Assigned task A:
Answer these questions from the school closures article:
(i) How many of the archdiocese's Catholic schools will not reopen?
(ii) How many more schools will merge?
(iii) According to Cardinal Dolan, who are always the most innocent victims of any crisis?
Assigned task B: From the school closures article, return the stretch from "The archdiocese cited" through "from the faithful.", word for word.

Page text:

########

The Archdiocese of New York announced Thursday that 20 of its Catholic schools will not reopen and three more will merge in the wake of the Wuhan coronavirus pandemic.
The archdiocese cited low registration for the fall semester brought on by health concerns and “financial devastation” suffered by families, along with the Church’s own financial straits due to months of cancelled public Masses and no weekly collections from the faithful.
“The coronavirus public health crisis has had a devastating financial impact on Catholic school families and the greater Archdiocese,” the statement reads. “Mass unemployment and continuing health concerns have resulted in families’ inability to pay their current tuition, and a significantly low rate of re-registration for the fall; while months of cancelled public masses and fundraising for scholarships have seen a loss of parish contributions which traditionally help support the schools.”
Commenting on the school closures, New York archbishop Cardinal Timothy Dolan expressed his regrets over the situation.
“Children are always the most innocent victims of any crisis, and this COVID-19 pandemic is no exception,” Cardinal Dolan said. “Too many have lost parents and grandparents to this insidious virus, and now thousands will not see their beloved school again.”

########

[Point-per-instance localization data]
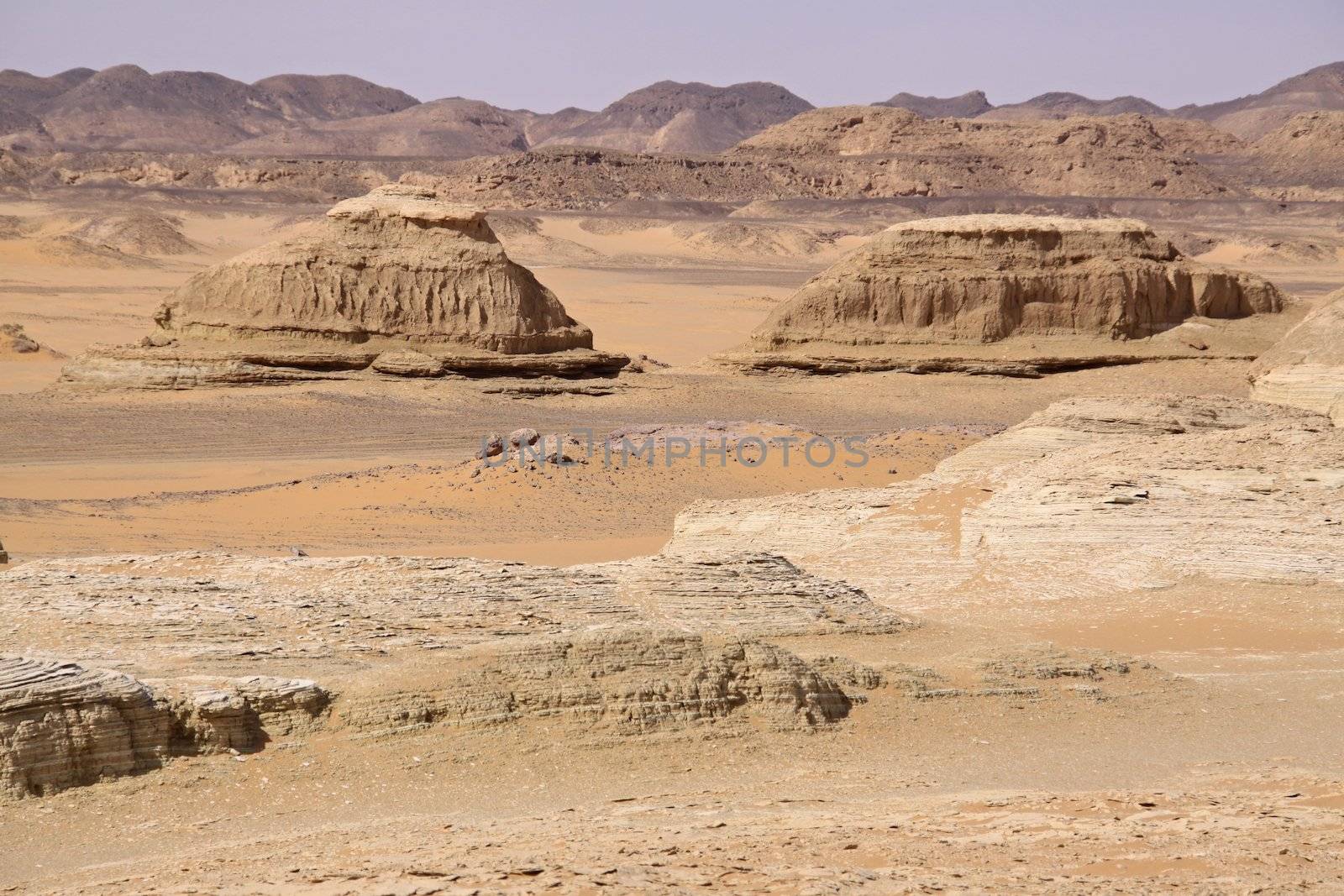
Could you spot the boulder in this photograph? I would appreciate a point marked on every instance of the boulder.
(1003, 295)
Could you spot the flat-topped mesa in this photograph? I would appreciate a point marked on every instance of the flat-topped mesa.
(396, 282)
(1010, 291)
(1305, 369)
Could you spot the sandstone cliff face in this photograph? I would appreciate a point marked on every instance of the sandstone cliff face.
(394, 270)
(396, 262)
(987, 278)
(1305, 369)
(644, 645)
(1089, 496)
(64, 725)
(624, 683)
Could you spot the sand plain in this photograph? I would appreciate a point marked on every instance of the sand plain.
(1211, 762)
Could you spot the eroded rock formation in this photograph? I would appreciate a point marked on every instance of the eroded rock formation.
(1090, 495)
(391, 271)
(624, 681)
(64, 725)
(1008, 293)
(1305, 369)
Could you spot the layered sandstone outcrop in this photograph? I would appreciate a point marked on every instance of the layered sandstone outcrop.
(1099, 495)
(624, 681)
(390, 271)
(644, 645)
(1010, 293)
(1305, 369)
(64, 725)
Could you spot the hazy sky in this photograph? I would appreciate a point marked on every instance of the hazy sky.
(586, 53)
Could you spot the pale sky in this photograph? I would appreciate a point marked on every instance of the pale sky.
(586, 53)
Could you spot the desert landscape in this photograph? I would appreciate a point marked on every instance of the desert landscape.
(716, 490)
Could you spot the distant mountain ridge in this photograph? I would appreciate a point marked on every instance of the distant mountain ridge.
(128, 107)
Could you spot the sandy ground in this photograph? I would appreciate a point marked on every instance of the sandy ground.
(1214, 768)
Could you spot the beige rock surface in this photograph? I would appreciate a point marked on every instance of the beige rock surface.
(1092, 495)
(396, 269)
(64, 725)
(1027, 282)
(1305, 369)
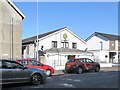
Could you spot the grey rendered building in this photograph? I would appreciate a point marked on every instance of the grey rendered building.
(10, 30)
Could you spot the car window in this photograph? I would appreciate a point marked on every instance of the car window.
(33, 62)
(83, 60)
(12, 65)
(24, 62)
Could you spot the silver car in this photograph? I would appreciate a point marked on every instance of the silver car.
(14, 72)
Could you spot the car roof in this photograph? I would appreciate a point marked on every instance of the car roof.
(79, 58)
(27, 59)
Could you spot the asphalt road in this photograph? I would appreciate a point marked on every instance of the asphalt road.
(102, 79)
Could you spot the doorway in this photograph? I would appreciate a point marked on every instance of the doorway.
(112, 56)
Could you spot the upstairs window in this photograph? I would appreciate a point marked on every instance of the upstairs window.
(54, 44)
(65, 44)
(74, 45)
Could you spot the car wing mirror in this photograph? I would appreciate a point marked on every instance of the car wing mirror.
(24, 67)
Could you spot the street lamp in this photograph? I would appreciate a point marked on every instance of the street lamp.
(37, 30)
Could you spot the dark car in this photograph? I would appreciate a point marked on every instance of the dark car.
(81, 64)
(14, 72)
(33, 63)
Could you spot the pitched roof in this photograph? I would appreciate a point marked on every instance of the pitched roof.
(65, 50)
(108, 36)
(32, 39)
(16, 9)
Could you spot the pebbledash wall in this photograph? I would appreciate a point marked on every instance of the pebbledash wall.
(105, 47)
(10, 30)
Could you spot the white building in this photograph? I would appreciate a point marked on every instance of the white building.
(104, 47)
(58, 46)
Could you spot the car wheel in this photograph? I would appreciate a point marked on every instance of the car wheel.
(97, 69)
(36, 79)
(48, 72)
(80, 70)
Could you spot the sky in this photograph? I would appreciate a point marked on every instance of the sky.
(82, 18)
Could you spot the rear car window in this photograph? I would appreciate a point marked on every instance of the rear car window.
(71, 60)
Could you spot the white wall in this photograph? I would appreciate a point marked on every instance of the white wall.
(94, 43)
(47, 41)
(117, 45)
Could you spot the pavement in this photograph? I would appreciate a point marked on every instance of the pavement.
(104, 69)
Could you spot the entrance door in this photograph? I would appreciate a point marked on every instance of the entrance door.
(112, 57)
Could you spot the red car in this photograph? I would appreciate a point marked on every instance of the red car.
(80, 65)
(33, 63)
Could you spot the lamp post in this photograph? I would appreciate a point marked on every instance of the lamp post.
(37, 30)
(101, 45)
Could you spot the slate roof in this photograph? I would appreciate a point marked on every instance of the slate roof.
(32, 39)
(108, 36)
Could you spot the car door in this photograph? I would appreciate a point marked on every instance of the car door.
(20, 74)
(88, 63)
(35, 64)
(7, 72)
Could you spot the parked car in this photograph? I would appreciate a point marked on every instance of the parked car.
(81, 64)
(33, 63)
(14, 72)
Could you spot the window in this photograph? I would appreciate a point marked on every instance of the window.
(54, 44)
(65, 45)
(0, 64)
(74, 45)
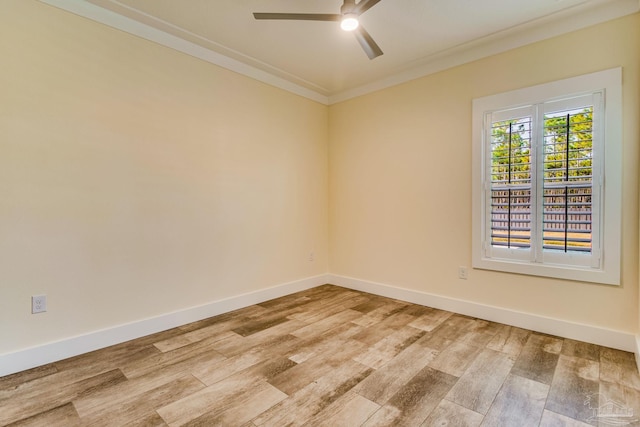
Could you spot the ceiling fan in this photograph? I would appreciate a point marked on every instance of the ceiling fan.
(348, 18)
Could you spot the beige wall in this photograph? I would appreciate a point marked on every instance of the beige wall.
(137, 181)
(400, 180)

########

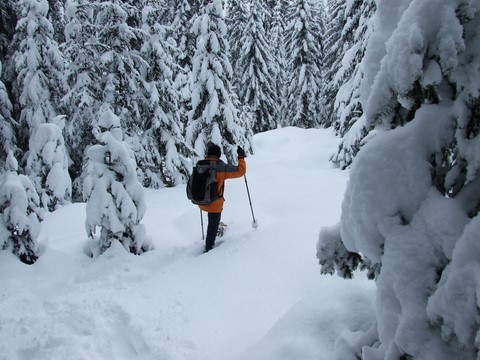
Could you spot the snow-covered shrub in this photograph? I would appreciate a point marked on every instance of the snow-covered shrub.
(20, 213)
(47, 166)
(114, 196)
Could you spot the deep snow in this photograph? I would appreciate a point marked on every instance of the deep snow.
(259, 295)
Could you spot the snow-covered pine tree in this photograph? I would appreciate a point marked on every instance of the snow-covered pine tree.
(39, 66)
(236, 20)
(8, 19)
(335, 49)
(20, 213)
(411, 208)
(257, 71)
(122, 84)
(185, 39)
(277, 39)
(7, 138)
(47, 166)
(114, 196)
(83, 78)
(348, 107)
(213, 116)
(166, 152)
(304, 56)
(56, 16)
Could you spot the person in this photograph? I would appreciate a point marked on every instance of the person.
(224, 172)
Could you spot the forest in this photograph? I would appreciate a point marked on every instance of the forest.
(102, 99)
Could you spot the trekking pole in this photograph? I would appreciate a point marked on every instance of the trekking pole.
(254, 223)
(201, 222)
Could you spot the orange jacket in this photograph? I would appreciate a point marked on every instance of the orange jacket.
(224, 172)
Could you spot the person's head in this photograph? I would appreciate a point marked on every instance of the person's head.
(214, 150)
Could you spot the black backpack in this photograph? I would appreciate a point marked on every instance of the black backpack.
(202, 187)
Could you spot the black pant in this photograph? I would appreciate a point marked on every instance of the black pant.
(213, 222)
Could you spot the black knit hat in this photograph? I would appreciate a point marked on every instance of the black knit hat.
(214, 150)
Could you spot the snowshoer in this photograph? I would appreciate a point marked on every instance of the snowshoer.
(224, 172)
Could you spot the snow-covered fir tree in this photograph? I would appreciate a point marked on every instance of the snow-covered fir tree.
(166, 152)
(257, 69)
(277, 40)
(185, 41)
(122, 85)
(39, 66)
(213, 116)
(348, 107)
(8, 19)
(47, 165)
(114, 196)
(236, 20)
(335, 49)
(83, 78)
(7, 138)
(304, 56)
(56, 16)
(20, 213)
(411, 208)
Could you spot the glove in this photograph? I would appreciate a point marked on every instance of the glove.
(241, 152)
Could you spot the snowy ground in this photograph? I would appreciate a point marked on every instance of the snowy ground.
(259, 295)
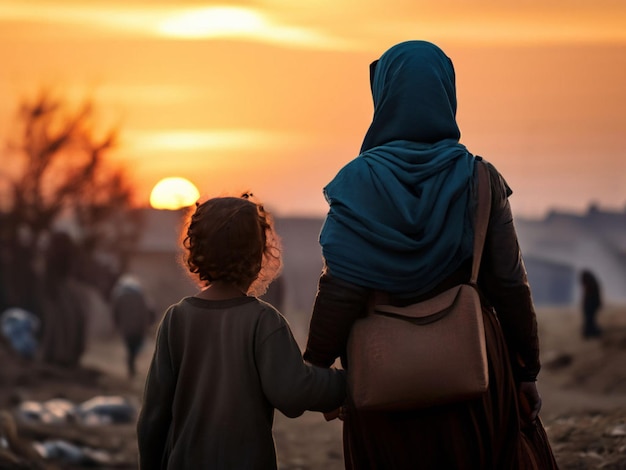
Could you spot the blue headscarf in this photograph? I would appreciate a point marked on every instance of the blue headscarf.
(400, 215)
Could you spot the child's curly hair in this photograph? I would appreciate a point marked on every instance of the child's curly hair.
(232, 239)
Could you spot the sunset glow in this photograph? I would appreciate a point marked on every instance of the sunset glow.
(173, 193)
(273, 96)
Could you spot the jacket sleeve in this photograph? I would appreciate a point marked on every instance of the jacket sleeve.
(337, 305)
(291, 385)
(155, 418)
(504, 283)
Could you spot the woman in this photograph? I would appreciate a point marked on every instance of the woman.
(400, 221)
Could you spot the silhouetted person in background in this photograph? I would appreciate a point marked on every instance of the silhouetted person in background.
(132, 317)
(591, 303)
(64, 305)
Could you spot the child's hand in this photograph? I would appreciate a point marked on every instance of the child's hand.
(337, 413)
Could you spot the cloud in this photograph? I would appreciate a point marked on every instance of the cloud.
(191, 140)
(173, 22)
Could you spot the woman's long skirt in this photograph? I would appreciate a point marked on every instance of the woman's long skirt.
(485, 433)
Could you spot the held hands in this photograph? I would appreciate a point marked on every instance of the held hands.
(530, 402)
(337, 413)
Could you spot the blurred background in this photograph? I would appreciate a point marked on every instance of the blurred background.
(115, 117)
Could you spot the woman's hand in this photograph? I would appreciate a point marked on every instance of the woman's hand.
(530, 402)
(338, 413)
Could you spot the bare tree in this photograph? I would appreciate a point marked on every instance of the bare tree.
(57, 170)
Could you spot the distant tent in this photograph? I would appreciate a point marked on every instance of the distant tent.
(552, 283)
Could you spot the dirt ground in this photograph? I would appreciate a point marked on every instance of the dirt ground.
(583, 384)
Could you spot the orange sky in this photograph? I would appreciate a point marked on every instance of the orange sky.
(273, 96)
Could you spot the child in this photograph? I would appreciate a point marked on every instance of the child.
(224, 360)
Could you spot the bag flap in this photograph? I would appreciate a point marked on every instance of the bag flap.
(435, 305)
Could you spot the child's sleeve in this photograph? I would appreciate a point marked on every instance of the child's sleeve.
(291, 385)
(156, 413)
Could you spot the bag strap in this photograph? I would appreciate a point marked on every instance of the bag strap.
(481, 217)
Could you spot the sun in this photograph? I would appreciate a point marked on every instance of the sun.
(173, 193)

########

Solution A:
(i) 20
(ii) Three
(iii) Children

Solution B:
The archdiocese cited low registration for the fall semester brought on by health concerns and “financial devastation” suffered by families, along with the Church’s own financial straits due to months of cancelled public Masses and no weekly collections from the faithful.